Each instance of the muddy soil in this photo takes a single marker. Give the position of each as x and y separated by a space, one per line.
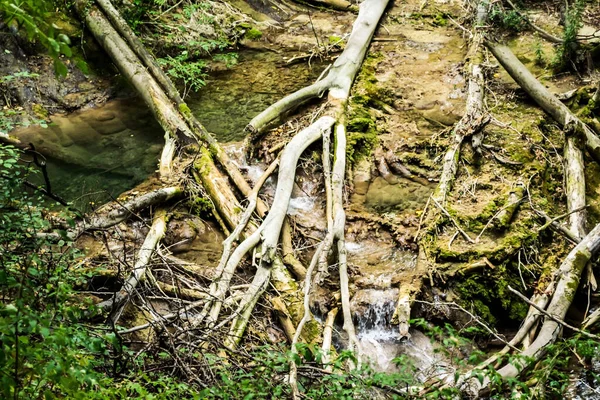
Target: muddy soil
408 96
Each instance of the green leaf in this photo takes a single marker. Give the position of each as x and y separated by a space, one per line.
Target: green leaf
60 68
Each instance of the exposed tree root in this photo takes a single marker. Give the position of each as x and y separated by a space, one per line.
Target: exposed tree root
546 100
569 273
470 125
117 212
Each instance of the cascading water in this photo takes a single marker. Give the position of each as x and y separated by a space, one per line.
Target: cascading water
380 341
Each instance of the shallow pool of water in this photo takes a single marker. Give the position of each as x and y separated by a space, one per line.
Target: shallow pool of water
95 154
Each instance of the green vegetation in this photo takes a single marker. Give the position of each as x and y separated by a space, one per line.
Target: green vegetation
32 16
46 352
190 73
510 20
567 54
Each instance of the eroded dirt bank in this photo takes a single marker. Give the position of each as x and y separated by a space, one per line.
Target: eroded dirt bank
410 92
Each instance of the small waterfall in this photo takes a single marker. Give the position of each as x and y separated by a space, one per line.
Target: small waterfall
381 342
376 336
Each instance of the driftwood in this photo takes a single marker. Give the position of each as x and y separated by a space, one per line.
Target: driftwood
557 298
470 125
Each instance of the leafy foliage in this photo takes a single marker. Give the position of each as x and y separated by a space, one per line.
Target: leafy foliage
45 351
508 19
567 53
33 17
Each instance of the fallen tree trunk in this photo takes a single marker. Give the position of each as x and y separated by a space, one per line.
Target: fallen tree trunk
175 126
570 271
538 92
473 121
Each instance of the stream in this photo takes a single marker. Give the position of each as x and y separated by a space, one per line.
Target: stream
98 153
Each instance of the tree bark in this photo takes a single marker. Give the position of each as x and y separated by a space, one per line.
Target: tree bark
543 97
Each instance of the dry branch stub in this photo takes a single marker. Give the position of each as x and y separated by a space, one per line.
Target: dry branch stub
471 125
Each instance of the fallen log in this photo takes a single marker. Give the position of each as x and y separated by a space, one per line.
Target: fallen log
546 100
470 125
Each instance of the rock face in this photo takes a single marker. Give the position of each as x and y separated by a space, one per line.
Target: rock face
181 232
34 87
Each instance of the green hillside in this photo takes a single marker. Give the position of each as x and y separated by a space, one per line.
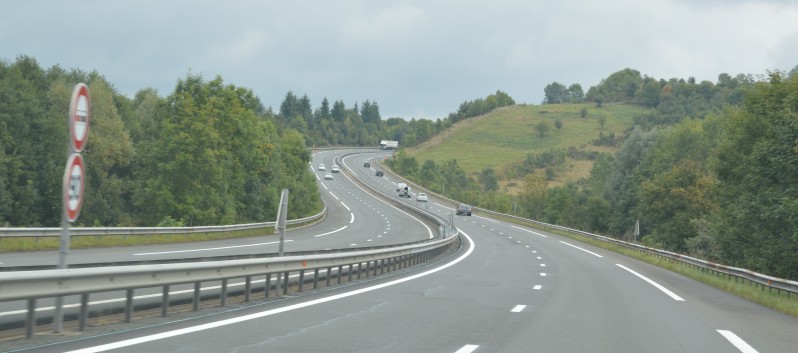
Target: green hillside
506 136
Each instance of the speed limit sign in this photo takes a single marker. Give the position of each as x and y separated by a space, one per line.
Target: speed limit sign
74 184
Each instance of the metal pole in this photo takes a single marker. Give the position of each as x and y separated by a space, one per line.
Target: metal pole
281 217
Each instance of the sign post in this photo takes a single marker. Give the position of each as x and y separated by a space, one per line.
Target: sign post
282 215
74 179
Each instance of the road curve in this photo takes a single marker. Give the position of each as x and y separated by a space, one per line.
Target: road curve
510 289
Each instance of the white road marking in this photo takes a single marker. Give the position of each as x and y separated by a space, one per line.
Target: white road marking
655 284
335 231
487 219
529 231
207 249
235 320
467 348
585 250
737 342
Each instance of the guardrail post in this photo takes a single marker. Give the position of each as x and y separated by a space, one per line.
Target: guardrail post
165 301
84 311
129 305
195 302
30 319
268 284
285 286
247 288
223 294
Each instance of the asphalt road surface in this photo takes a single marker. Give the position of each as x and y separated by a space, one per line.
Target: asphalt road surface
510 289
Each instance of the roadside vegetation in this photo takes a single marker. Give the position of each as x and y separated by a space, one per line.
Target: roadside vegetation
707 168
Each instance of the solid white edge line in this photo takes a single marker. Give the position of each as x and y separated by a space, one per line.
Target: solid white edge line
467 348
585 250
737 342
211 325
527 230
655 284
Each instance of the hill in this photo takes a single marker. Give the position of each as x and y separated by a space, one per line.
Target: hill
506 138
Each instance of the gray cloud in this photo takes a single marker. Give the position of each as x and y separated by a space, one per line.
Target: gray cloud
415 58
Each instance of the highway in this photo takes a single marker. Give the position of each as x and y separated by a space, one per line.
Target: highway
509 289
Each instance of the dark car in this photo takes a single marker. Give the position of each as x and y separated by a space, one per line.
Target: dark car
463 209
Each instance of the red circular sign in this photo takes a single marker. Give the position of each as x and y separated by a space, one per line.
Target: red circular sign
79 114
74 183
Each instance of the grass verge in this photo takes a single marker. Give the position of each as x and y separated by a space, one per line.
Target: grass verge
781 301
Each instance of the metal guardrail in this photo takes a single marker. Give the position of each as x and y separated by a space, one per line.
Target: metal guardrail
34 285
776 283
85 231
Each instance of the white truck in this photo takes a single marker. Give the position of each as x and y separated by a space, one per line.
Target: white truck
389 145
403 190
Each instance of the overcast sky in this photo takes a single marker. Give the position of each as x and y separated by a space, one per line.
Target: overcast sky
414 58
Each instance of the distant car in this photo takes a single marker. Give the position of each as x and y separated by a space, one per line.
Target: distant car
463 209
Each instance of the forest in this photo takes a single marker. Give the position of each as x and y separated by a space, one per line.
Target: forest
208 153
708 171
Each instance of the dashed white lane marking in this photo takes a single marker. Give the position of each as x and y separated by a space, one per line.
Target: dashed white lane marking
335 231
235 320
655 284
585 250
487 219
737 342
207 249
467 348
529 231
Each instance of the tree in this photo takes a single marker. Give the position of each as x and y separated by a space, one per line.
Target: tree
555 93
488 179
542 128
757 165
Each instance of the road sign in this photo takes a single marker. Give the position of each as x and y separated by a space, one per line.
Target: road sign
79 114
74 183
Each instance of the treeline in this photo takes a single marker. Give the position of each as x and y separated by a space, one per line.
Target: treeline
719 185
206 154
362 124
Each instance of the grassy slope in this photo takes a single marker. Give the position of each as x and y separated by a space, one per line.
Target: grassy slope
505 136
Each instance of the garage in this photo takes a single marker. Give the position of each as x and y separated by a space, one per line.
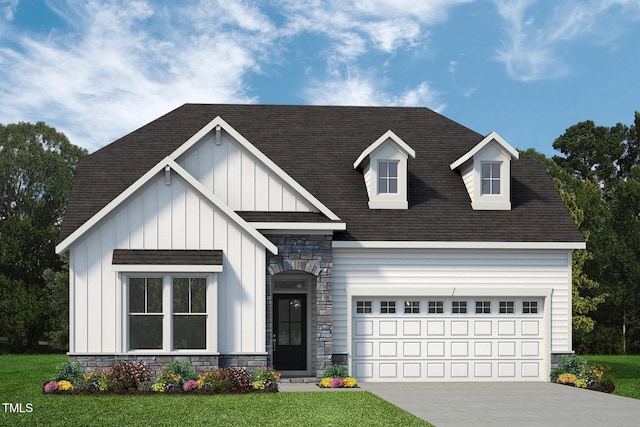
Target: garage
448 339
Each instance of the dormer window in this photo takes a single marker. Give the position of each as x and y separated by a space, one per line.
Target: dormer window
387 177
491 177
384 165
486 172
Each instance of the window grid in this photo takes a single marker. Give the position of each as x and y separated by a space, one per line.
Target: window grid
490 178
387 307
530 307
506 307
459 307
436 307
483 307
363 306
411 307
387 177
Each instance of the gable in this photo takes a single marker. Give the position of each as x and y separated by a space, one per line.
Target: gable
315 146
168 209
239 178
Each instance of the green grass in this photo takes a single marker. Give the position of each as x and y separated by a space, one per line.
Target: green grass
625 373
22 377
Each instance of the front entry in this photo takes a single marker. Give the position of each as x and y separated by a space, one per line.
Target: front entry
290 332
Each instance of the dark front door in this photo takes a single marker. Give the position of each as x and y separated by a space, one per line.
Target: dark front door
290 332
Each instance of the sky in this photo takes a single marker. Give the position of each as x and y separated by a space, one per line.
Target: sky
527 69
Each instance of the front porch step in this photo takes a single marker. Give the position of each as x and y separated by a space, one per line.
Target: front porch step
299 380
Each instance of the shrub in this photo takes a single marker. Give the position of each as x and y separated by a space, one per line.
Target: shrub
569 379
177 373
128 375
265 379
336 371
575 365
72 372
226 380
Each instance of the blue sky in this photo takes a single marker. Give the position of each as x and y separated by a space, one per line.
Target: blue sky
97 70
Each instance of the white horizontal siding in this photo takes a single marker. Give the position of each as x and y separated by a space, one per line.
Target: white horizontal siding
164 216
379 269
239 179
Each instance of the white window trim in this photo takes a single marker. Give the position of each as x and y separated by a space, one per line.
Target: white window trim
167 313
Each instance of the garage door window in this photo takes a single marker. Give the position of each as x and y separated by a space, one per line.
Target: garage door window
363 306
411 307
483 307
459 307
436 307
529 307
387 307
506 307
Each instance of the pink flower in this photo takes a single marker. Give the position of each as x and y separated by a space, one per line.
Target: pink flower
190 385
51 386
337 383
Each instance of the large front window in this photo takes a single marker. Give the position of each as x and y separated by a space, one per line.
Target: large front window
145 313
167 313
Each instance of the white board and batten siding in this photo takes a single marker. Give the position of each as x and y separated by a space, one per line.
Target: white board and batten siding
161 216
447 347
239 179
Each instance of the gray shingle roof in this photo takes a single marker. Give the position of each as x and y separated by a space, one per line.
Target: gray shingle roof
317 146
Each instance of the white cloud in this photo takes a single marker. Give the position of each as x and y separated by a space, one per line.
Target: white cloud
122 63
531 49
362 90
8 8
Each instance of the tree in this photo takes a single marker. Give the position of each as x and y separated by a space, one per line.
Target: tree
37 165
586 294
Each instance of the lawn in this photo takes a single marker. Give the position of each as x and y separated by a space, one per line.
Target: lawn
625 372
22 377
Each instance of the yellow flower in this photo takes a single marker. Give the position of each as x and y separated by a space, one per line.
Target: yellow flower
350 382
65 385
567 379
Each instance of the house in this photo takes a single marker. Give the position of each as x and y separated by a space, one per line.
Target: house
392 240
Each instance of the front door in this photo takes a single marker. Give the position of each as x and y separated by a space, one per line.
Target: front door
290 332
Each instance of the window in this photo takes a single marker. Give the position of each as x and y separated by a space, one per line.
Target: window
506 307
189 313
387 307
387 177
483 307
436 307
529 307
145 313
491 178
167 313
363 306
411 307
459 307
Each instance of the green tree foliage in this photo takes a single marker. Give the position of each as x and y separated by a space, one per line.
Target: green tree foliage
37 166
600 169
┄┄┄┄┄┄┄┄┄┄┄┄┄┄┄┄┄┄┄┄
# [Goal of the exercise]
Go back to the listing above and write out the lines starting at the one with "Each instance of the grassy" and ending at the one with "Each instance of the window grid", inclusive, exactly and without pictures.

# [Answer for the task]
Each instance of the grassy slope in this photo takes a single marker. Give the position of each as x and y separated by a space, one per line.
Target: grassy slope
505 136
Each instance of the garage in this photo takes a single marker. Give the position of each as x and y separated by a space, one per line.
Target: garage
448 339
Each instance of the dormer window in this photo takes a single marker. Give the position of each as x and y separated by a space, one per line.
Target: dormer window
387 177
491 177
384 165
486 172
Each instance of the window grid in this photo takes a single marker. Give the position of each as x and y separated by a space, one per line.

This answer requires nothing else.